> DATASET
◆ ◆ ◆ ◆ ◆

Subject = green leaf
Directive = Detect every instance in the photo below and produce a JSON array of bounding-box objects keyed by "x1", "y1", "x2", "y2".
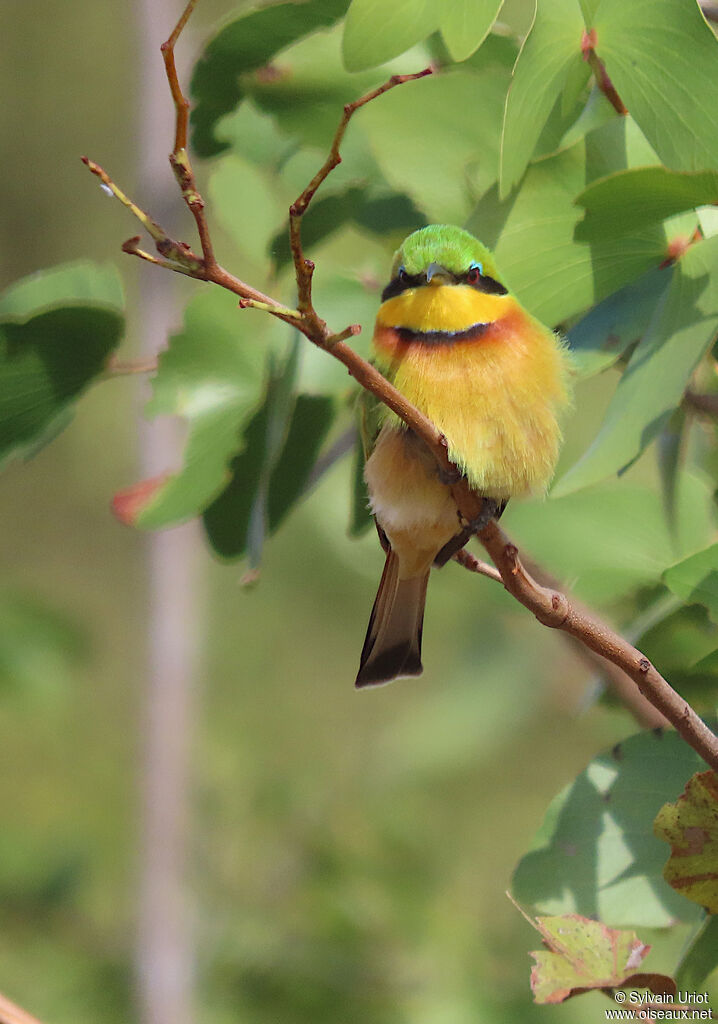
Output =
[
  {"x1": 657, "y1": 408, "x2": 687, "y2": 530},
  {"x1": 674, "y1": 914, "x2": 718, "y2": 992},
  {"x1": 576, "y1": 167, "x2": 718, "y2": 239},
  {"x1": 342, "y1": 0, "x2": 440, "y2": 71},
  {"x1": 467, "y1": 118, "x2": 666, "y2": 325},
  {"x1": 362, "y1": 65, "x2": 508, "y2": 223},
  {"x1": 530, "y1": 913, "x2": 655, "y2": 1005},
  {"x1": 504, "y1": 472, "x2": 713, "y2": 606},
  {"x1": 553, "y1": 238, "x2": 718, "y2": 496},
  {"x1": 566, "y1": 267, "x2": 673, "y2": 377},
  {"x1": 203, "y1": 335, "x2": 301, "y2": 569},
  {"x1": 663, "y1": 544, "x2": 718, "y2": 623},
  {"x1": 0, "y1": 262, "x2": 125, "y2": 324},
  {"x1": 594, "y1": 0, "x2": 718, "y2": 171},
  {"x1": 191, "y1": 0, "x2": 347, "y2": 157},
  {"x1": 203, "y1": 346, "x2": 336, "y2": 568},
  {"x1": 0, "y1": 592, "x2": 87, "y2": 705},
  {"x1": 0, "y1": 263, "x2": 123, "y2": 466},
  {"x1": 512, "y1": 732, "x2": 705, "y2": 928},
  {"x1": 440, "y1": 0, "x2": 504, "y2": 60},
  {"x1": 124, "y1": 289, "x2": 270, "y2": 529},
  {"x1": 500, "y1": 0, "x2": 584, "y2": 199},
  {"x1": 209, "y1": 154, "x2": 287, "y2": 263},
  {"x1": 630, "y1": 598, "x2": 718, "y2": 711}
]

◆ ◆ ◆ ◆ ◆

> THE PROBLEM
Count the lines in the entries above that contain the word "instance", and give only that number.

> WRITTEN REPLY
1